[[ Material for this task open ]]

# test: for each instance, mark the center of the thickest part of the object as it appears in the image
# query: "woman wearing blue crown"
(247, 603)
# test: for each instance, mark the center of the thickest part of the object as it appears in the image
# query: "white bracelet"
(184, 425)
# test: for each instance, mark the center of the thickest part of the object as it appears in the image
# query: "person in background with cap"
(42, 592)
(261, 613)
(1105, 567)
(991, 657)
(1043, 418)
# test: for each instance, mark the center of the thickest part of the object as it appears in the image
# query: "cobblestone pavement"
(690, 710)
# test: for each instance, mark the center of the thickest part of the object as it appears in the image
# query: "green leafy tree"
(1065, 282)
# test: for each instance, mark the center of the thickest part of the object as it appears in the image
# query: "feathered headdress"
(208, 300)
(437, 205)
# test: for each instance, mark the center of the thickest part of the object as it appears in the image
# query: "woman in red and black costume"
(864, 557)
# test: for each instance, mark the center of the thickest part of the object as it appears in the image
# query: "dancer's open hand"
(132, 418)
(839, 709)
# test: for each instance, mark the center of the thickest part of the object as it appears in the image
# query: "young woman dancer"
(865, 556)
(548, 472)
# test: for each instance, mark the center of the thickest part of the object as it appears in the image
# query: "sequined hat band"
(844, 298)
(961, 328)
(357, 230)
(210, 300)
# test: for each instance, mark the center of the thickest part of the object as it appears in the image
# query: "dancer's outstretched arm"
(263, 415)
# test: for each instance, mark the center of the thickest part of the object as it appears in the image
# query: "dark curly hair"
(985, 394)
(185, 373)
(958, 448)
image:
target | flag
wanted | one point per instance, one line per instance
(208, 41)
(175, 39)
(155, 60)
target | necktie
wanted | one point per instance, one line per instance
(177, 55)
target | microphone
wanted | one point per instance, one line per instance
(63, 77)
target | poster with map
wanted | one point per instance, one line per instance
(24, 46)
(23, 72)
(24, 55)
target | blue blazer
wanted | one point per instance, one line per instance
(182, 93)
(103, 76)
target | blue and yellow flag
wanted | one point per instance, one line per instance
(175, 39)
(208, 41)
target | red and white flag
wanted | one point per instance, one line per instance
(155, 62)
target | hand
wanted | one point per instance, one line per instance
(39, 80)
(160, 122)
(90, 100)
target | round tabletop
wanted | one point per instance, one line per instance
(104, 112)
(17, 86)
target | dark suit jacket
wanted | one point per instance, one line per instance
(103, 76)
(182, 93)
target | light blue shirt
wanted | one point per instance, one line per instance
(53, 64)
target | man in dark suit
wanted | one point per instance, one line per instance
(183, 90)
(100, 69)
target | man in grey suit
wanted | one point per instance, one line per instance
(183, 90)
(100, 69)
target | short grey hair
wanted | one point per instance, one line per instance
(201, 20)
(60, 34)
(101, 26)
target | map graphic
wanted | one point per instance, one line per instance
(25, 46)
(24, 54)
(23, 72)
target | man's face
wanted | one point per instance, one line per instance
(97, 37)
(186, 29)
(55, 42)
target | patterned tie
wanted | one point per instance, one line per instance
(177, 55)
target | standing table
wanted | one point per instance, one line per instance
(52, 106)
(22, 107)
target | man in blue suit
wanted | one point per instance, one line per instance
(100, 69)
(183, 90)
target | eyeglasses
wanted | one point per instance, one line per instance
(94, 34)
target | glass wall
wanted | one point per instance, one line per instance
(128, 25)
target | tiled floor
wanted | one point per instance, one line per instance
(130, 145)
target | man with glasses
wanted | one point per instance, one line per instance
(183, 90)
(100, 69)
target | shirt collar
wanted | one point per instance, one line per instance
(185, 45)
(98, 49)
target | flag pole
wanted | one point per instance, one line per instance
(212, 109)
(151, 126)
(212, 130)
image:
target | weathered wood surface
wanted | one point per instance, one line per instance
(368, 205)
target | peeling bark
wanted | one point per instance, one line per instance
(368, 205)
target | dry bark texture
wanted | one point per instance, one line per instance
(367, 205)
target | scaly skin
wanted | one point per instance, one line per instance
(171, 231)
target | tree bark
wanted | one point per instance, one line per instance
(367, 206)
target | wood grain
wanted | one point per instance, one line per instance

[[ Material for this task closed ]]

**Prompt:**
Which lines above contain the word "suit"? Copy each one.

**Answer area:**
target | dark suit jacket
target | man in dark suit
target | man in grey suit
target | man in blue suit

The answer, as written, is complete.